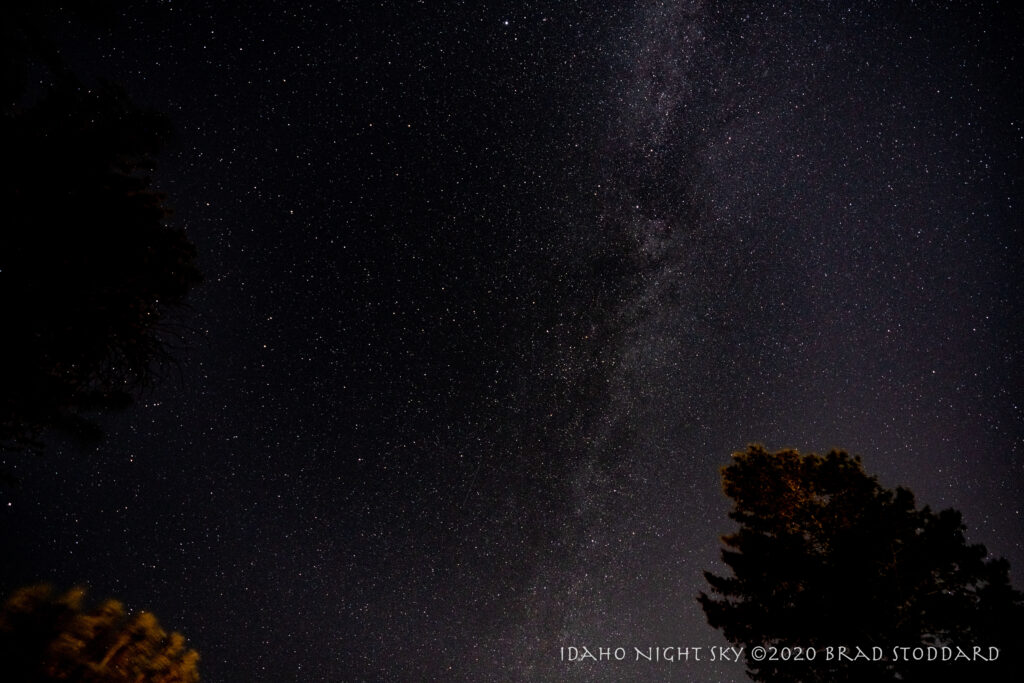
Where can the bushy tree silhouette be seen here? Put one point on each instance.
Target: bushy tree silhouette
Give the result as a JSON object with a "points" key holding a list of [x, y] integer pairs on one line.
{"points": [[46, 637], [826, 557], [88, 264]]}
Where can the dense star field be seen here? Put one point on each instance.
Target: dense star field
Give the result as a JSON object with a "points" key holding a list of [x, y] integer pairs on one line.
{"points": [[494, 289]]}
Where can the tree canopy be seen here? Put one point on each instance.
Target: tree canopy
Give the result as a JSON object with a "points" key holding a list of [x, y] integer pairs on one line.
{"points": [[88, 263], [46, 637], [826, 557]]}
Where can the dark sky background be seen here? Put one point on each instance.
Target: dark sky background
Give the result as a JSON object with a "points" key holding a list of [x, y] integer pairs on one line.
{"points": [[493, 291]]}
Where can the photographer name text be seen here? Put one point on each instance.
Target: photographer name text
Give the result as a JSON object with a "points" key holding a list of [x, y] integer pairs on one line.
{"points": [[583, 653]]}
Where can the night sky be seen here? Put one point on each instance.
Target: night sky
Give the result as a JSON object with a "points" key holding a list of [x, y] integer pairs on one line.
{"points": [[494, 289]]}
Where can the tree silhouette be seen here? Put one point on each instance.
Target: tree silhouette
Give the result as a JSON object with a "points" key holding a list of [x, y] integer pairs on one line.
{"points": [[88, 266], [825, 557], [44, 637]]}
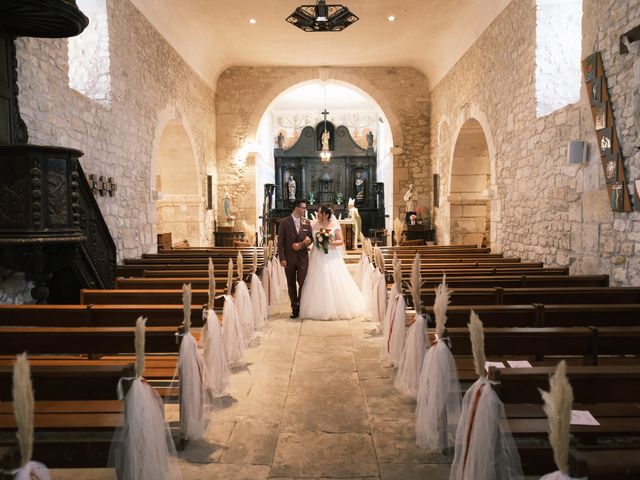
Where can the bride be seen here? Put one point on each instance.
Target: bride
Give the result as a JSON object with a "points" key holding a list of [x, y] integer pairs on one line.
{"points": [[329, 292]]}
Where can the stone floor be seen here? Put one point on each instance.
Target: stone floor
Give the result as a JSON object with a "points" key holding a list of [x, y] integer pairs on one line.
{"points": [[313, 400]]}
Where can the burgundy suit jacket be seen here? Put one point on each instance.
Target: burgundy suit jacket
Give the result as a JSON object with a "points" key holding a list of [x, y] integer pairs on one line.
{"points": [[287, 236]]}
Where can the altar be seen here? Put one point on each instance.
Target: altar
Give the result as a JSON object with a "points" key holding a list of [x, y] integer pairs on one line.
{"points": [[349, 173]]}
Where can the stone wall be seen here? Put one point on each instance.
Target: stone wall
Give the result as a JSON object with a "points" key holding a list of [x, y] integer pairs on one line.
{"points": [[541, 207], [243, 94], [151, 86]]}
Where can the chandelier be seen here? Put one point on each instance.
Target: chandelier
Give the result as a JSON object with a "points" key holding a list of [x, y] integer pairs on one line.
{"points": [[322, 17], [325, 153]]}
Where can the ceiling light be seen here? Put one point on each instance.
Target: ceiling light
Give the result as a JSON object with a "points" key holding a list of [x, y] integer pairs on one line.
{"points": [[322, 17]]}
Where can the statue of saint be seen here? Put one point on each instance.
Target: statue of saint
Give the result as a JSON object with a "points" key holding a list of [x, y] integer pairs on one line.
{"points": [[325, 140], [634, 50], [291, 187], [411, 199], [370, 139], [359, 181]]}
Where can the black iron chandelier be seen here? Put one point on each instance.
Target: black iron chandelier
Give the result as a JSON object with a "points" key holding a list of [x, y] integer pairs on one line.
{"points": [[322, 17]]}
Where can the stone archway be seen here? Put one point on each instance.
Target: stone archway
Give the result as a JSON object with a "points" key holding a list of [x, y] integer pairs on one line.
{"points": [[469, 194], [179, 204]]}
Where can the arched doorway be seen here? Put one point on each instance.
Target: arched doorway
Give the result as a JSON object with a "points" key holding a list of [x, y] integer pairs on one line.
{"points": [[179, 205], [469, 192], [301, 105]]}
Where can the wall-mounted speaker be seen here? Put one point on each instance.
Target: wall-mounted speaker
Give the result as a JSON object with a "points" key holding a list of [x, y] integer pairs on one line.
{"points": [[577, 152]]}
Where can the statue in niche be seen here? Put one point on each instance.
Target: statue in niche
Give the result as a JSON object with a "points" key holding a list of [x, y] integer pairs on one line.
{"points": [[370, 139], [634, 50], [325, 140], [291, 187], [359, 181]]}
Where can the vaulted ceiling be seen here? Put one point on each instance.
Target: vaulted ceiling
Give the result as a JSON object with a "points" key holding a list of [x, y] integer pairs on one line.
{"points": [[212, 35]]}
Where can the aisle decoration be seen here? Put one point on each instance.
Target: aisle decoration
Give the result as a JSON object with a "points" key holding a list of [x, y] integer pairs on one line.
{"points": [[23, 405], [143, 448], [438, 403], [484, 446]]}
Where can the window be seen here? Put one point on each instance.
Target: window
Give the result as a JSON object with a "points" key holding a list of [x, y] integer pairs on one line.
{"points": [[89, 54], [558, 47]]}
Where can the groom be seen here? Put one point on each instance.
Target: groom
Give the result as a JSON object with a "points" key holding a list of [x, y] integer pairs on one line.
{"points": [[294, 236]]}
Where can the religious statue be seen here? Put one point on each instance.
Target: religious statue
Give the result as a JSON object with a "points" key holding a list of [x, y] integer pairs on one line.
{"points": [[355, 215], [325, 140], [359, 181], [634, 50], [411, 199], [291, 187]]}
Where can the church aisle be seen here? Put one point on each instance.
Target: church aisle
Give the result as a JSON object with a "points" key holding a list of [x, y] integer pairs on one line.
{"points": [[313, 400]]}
• • • • • • •
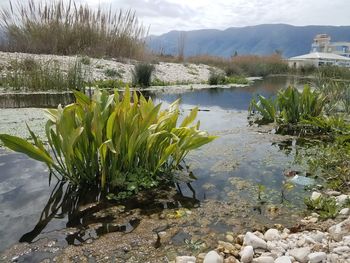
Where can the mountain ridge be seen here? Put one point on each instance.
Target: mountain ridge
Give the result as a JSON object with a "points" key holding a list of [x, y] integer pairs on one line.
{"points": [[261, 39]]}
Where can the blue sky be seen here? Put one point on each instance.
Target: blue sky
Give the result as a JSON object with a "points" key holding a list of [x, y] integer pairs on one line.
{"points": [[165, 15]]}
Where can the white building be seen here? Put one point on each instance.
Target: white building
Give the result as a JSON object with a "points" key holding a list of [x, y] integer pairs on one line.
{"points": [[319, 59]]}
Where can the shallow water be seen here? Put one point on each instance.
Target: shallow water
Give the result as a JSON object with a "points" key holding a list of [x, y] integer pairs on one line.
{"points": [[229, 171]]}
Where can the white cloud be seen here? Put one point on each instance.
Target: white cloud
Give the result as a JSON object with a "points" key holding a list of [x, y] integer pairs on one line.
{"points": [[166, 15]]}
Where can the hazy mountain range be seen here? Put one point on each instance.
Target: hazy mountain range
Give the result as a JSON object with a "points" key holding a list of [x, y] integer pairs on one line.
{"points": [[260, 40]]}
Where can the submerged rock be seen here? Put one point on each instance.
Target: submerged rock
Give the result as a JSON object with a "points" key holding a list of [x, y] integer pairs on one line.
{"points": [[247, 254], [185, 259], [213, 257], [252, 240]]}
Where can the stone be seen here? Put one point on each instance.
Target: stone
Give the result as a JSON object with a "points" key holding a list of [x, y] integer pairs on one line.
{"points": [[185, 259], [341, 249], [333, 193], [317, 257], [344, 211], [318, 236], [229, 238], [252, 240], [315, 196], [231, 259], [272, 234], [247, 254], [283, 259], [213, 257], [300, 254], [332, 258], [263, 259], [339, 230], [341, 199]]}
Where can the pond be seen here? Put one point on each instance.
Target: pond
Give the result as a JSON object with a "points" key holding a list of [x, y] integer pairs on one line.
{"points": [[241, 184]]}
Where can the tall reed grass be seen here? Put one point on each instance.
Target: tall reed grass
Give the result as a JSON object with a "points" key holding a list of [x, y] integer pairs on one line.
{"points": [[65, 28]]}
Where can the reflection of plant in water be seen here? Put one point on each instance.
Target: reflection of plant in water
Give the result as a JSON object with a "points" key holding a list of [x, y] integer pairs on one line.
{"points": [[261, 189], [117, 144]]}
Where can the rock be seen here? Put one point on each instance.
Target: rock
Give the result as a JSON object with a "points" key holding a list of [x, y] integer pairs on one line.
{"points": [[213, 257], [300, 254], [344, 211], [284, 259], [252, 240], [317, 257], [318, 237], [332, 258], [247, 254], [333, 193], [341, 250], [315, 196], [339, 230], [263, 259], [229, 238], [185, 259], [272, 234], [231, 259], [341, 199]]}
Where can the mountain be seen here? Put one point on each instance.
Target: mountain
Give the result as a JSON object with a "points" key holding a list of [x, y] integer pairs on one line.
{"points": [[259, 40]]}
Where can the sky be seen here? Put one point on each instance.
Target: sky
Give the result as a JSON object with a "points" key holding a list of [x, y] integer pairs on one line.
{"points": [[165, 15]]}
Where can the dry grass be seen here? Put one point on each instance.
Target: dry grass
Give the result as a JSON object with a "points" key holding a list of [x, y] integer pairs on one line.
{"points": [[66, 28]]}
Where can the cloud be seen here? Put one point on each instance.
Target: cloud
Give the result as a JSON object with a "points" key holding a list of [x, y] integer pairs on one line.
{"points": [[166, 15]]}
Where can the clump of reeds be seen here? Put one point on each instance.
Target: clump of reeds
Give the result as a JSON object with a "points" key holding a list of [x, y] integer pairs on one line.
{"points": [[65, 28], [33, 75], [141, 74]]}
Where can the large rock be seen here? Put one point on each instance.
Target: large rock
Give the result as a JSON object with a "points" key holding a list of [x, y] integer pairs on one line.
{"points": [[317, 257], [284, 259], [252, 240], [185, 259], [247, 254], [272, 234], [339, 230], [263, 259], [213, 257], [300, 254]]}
• • • • • • •
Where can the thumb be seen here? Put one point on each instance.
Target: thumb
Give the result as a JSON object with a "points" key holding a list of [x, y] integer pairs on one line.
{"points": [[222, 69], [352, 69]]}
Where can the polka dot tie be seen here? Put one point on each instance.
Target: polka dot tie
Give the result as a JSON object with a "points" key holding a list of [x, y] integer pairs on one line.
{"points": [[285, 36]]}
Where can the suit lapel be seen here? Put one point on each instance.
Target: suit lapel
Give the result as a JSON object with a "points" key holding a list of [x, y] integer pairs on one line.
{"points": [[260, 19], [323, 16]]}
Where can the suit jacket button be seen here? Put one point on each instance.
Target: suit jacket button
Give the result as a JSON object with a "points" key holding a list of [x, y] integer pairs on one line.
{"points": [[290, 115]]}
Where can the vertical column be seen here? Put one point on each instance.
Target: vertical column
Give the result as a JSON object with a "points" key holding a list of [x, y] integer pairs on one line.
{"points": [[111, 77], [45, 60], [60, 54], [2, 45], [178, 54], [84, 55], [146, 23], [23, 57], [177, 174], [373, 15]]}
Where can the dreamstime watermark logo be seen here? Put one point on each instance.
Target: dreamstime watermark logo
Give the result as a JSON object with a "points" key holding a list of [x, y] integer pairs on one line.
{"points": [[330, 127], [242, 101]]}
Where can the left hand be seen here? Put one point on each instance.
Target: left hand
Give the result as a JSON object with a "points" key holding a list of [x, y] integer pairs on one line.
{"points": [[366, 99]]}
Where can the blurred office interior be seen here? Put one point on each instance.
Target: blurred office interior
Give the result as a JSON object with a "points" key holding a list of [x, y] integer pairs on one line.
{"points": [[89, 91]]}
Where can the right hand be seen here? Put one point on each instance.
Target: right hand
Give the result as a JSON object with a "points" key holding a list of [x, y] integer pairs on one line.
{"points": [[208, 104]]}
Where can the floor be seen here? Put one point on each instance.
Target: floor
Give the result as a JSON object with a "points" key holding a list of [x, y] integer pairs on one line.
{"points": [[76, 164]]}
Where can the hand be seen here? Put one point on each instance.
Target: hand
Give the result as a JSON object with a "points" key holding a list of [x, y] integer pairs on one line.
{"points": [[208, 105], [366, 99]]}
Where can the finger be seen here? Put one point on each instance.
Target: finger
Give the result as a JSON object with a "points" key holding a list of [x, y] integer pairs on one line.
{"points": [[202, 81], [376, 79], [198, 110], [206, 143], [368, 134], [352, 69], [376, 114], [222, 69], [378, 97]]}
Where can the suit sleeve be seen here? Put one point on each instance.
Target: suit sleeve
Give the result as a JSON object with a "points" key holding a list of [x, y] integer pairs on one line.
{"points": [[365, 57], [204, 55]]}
• • • • • • •
## WRITTEN INSTRUCTION:
Pull out each line of the entries above that contains the string "tall" and copy those lines in full. Case counts, so a line matches only if its capitalization agrees.

## EXERCISE OUTPUT:
Where can the tall reed grass be seen here? Put one point on each instance.
Target: tall reed grass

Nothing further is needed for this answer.